## Task objective
Please give the listing again in its entirety, exactly as written.

— start of Recorded information —

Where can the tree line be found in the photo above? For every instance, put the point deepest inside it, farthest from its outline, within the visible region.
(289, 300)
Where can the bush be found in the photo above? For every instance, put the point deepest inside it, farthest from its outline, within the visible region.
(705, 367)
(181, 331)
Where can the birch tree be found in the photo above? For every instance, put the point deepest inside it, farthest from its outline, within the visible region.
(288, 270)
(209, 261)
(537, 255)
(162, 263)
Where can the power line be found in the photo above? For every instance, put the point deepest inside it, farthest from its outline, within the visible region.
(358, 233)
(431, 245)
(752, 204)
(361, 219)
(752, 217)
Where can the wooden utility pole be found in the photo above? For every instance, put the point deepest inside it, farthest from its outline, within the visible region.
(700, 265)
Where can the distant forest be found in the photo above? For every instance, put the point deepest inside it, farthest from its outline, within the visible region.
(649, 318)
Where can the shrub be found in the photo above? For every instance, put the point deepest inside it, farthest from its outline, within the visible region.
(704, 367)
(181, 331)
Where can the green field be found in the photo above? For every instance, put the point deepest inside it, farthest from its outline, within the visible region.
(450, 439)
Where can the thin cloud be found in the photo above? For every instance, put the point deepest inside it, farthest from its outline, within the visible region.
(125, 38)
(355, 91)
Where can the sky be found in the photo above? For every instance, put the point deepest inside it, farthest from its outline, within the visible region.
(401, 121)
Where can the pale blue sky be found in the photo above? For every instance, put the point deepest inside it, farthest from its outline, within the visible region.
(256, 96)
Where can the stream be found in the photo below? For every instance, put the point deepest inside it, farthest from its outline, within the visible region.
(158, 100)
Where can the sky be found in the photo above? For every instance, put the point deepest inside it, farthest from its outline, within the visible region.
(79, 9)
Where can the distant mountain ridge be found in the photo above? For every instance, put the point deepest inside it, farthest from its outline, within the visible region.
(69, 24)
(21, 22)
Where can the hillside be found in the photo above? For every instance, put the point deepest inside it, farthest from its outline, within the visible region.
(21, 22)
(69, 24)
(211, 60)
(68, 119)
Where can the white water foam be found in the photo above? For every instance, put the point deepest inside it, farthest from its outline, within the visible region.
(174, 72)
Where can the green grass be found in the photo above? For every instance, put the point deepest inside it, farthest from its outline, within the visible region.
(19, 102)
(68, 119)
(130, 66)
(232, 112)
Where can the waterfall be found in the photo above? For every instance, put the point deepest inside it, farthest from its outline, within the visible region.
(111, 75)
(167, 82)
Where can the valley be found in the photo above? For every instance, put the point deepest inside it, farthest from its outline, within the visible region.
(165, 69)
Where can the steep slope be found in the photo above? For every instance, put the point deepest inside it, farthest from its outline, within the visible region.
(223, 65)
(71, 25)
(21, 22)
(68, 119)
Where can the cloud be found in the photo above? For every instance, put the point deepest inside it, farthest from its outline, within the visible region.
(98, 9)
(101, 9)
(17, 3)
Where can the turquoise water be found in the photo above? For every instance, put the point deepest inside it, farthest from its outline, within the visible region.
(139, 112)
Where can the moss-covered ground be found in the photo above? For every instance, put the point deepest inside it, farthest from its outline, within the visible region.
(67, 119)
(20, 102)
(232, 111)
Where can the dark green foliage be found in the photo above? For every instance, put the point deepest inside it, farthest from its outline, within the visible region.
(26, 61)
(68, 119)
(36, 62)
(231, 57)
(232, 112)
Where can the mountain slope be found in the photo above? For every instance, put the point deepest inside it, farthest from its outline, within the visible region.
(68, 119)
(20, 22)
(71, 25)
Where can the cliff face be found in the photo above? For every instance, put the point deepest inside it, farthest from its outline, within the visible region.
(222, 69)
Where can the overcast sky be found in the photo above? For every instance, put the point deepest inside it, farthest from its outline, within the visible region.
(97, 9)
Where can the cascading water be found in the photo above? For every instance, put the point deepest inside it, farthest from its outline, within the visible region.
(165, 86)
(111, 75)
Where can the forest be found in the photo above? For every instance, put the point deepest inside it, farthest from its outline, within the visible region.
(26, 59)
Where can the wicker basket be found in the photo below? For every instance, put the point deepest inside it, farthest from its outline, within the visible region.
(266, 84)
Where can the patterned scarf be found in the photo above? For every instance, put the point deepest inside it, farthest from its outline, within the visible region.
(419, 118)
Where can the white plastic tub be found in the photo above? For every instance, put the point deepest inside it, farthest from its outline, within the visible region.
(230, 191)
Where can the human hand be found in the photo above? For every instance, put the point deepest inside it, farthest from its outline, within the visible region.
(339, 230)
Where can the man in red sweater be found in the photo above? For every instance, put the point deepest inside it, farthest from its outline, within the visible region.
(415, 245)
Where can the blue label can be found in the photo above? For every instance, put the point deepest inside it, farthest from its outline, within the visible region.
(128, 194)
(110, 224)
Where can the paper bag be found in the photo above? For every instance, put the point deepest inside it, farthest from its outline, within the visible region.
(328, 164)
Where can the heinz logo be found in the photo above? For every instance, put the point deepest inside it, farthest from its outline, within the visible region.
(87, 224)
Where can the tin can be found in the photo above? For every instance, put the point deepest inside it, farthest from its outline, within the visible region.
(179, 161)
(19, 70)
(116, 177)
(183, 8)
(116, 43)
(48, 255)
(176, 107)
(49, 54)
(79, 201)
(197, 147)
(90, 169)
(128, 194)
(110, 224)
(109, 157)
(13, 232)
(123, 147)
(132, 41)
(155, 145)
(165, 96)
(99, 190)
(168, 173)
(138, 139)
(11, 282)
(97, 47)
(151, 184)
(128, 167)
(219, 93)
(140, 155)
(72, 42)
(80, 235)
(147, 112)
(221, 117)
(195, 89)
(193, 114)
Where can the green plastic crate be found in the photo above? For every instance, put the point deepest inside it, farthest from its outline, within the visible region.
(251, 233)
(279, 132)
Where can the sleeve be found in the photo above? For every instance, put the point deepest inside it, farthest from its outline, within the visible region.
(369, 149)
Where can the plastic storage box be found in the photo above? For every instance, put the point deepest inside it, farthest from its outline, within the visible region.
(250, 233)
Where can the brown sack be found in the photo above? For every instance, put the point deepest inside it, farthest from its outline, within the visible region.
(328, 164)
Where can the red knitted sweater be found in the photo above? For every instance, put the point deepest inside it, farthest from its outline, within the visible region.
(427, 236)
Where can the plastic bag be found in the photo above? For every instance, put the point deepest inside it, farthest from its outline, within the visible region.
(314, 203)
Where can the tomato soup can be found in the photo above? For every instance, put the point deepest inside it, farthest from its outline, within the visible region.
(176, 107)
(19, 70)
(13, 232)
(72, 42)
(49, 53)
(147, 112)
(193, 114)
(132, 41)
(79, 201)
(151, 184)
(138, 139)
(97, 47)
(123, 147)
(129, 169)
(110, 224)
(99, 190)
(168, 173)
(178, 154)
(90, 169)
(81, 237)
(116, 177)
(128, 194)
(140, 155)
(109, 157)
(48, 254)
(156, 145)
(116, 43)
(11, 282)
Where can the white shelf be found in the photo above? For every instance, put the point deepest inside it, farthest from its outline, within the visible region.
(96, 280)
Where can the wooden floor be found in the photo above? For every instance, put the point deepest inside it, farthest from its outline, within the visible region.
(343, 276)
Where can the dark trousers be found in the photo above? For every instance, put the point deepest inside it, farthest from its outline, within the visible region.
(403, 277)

— end of Recorded information —

## Answer to the task
Where can the tree line be found in the photo above? For every instance, put the point deepest inside it, farthest from its outline, within the visible region.
(289, 300)
Where can the bush be found in the photo above? For every instance, put the point deepest inside it, farthest from its outline, within the visible region.
(705, 367)
(181, 331)
Where can the birch tree be found in the photo above? For every instance, put the point deepest inside it, farthest from its outline, within the visible region.
(288, 270)
(209, 261)
(537, 255)
(162, 263)
Where can the power line be found in the photo above? For every instance, put the point deepest inside it, farthest from its outline, within the visible region.
(358, 233)
(431, 245)
(752, 204)
(361, 219)
(752, 217)
Where can the wooden utility pole be found in the photo above? For every instance, put the point deepest inside it, farthest from its outline, within the visible region.
(700, 265)
Where can the distant forest be found in the photo above? For every instance, put the point deepest inside it, farthest from its outline, within the visible region.
(649, 318)
Where can the shrub be found in the photo above? For every instance, put the point deepest inside it, farthest from its outline, within the visible region.
(704, 367)
(181, 331)
Where can the green field be found in the photo above? For every instance, put the point deepest inside it, farthest from its outline, within the visible region.
(450, 439)
Where can the thin cloud be found in the photo above? For every instance, put the point deepest inside it, farthest from its outline, within the visible region.
(125, 38)
(355, 91)
Where can the sky be found in the photo above? For every instance, put the point deepest inside it, farthest from its outline, within the visible region.
(401, 121)
Where can the pale blue sky be found in the photo above? For every instance, put the point deepest inside it, farthest from its outline, within the visible region.
(256, 96)
Where can the stream be found in the photo below? For every instance, put the point deepest inside it, farthest from its outline, within the visible region.
(158, 100)
Where can the sky be found in the photo above? For every instance, put the point deepest inside it, farthest from its outline, within the visible region.
(79, 9)
Where can the distant mountain ridge be found in the photo above? For every instance, put the point deepest inside it, farthest from its outline, within the visible region.
(69, 24)
(21, 22)
Where can the hillside be found in the photo above? For every instance, put the point deepest inside it, farthest from its outline, within the visible region.
(21, 22)
(69, 24)
(211, 60)
(68, 119)
Where can the white water foam be found in the photo above? For every instance, put the point deepest inside it, farthest from its outline, within the visible region.
(174, 72)
Where can the green grass be found in the photo above? For every instance, put the point deepest inside it, farthest from its outline, within the visible region.
(19, 102)
(68, 119)
(130, 66)
(232, 112)
Where can the waterfall be found in the photo above? For every instance, put the point deepest inside it, farthest from its outline, within the visible region.
(111, 75)
(167, 82)
Where can the valley be found in the photo above? For every instance, put the point deepest inside it, farthest from its outline, within the visible region.
(165, 69)
Where can the steep slope be found in the photo above? For every instance, put the point deepest inside it, farthest from its outline, within the visible region.
(223, 65)
(71, 25)
(21, 22)
(68, 119)
Where can the cloud be found in the photo above? For every instance, put the point deepest inside it, farthest from its outline, within the visible region.
(98, 9)
(101, 9)
(17, 3)
Where can the turquoise water be found in the photo above? For every instance, put the point deepest inside it, farthest from its outline, within the visible region.
(139, 112)
Where can the moss-covered ground be found in the photo above? For every instance, put the point deepest inside it, farthest from its outline, within the visible region.
(67, 119)
(20, 102)
(232, 111)
Where can the dark green foliage be found in the photo above? For every instance, put the point deepest inside it, farthest from its outline, within the visible region.
(26, 61)
(68, 119)
(36, 62)
(231, 57)
(232, 112)
Where can the mountain slope be found in the photo above? For every instance, put the point deepest inside it, farthest from its outline, within the visible region.
(68, 119)
(20, 22)
(71, 25)
Where can the cliff face be found in the photo above? For every instance, put the point deepest inside it, farthest from its outline, within the visible region.
(222, 69)
Where can the overcast sky be found in the photo above? For every instance, put the point deepest inside it, farthest from its outline, within the visible region.
(97, 9)
Where can the cascading water be found in the photo above? For every instance, put the point deepest inside it, farthest from its outline, within the visible region.
(165, 86)
(111, 75)
Where can the forest be found in the photo above? For every instance, put the point deepest inside it, farthest from its outline, within the visible region.
(26, 59)
Where can the wicker basket be found in the photo below? For every instance, put the point deepest inside it, farthest from its outline, within the visible region.
(266, 84)
Where can the patterned scarf be found in the photo above? For every instance, put the point deepest inside it, farthest from its outline, within the visible region.
(419, 118)
Where can the white plastic tub be found in the photo above? For every instance, put the point deepest inside it, farthest from its outline, within the visible region.
(230, 191)
Where can the human hand be found in the photo above? For every instance, put the point deepest inside it, farthest from its outline, within the visible region.
(339, 230)
Where can the man in red sweater be found in the photo above? For every instance, put the point deepest inside it, farthest from its outline, within the visible region.
(415, 245)
Where can the blue label can be found in the photo above? For every instance, put the point deepest inside it, farthest from its outline, within the visible region.
(128, 194)
(110, 224)
Where can the paper bag be found in the photo above? For every instance, put the point deepest inside it, farthest from its outline, within the visible region.
(328, 164)
Where can the heinz logo be found in the photo above? For every instance, put the point deepest inside it, farthest from its outline, within the visible region.
(87, 224)
Where can the tin can be found in the photo above? For every instance, put the point deepest inside it, farthest from its outline, within the visible region.
(179, 161)
(19, 70)
(116, 177)
(183, 8)
(116, 43)
(48, 255)
(176, 107)
(49, 54)
(79, 201)
(197, 147)
(90, 169)
(128, 194)
(110, 224)
(109, 157)
(13, 232)
(123, 147)
(132, 41)
(155, 145)
(165, 96)
(99, 190)
(168, 173)
(138, 139)
(11, 282)
(97, 47)
(151, 184)
(128, 167)
(219, 93)
(140, 155)
(72, 42)
(80, 235)
(147, 112)
(221, 117)
(195, 89)
(193, 114)
Where can the green plastic crate be found in the photo above? For every instance, put the point deepest inside it, farthest from its outline, within the visible region.
(251, 233)
(279, 132)
Where can the sleeve be found in the photo above? For every instance, put the point deepest inside it, farthest from its outline, within the visible region.
(369, 149)
Where can the plastic storage box be found in the photo above? For every instance, put the point deepest inside it, farthest from its outline, within the visible region.
(250, 233)
Where can the brown sack be found in the photo above? For every instance, put the point deepest inside it, farthest from its outline, within the visible region.
(328, 164)
Where can the red knitted sweater be found in the photo above? For every instance, put the point deepest inside it, farthest from its outline, within the visible region.
(427, 236)
Where can the plastic bag be found in the photo above? For every instance, put the point deepest inside it, farthest from its outline, within the visible region.
(314, 203)
Where can the tomato soup can be found in the photo above? For every instance, put the point deepest inside it, farthest from its outline, within the visible region.
(176, 107)
(19, 70)
(13, 232)
(72, 42)
(49, 53)
(147, 112)
(193, 114)
(132, 41)
(79, 201)
(151, 184)
(138, 139)
(97, 47)
(123, 147)
(129, 169)
(110, 224)
(99, 190)
(168, 173)
(178, 154)
(90, 169)
(81, 237)
(116, 177)
(128, 194)
(140, 155)
(109, 157)
(48, 254)
(156, 145)
(116, 43)
(11, 282)
Where can the white shelf be found in the photo above? For every instance, put the point deepest inside it, farthest from its outline, within the visible region.
(96, 280)
Where can the wooden floor be found in the photo above? For every instance, put the point deepest inside it, farthest from its outline, within the visible region.
(343, 276)
Where can the dark trousers be found in the photo above? For every instance, put the point deepest inside it, farthest from its outline, within the visible region.
(403, 277)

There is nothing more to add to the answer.